YOUR INSTRUCTIONS →
Copy the records below word for word, but leave out the pictures.

RECORDS →
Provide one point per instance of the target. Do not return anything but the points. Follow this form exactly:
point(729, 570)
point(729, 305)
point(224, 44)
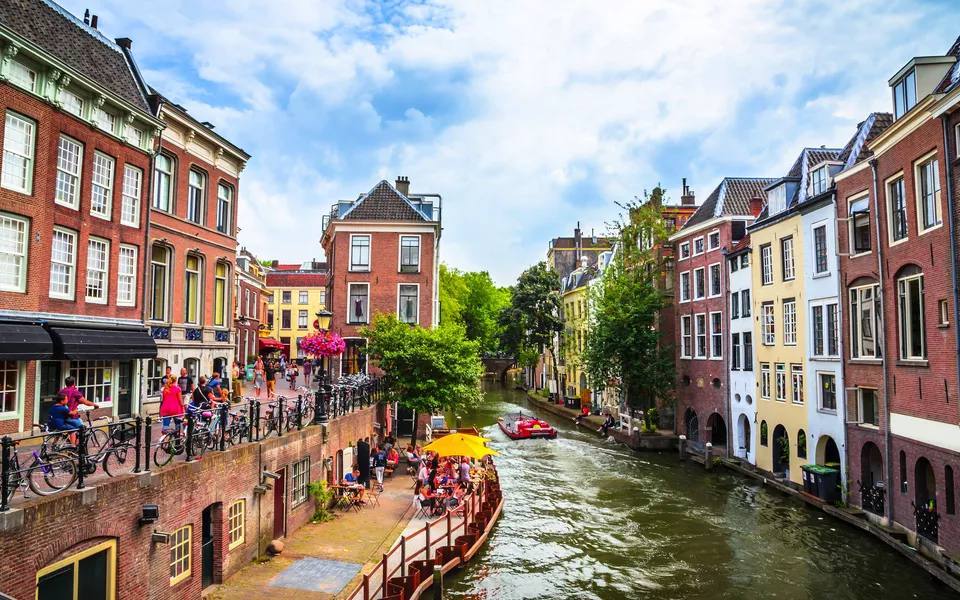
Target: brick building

RESULT FOR THIS TASK →
Provide one point per instance of the target. Do not return anything but the points. Follow this form exactly:
point(729, 570)
point(729, 305)
point(224, 44)
Target: brick building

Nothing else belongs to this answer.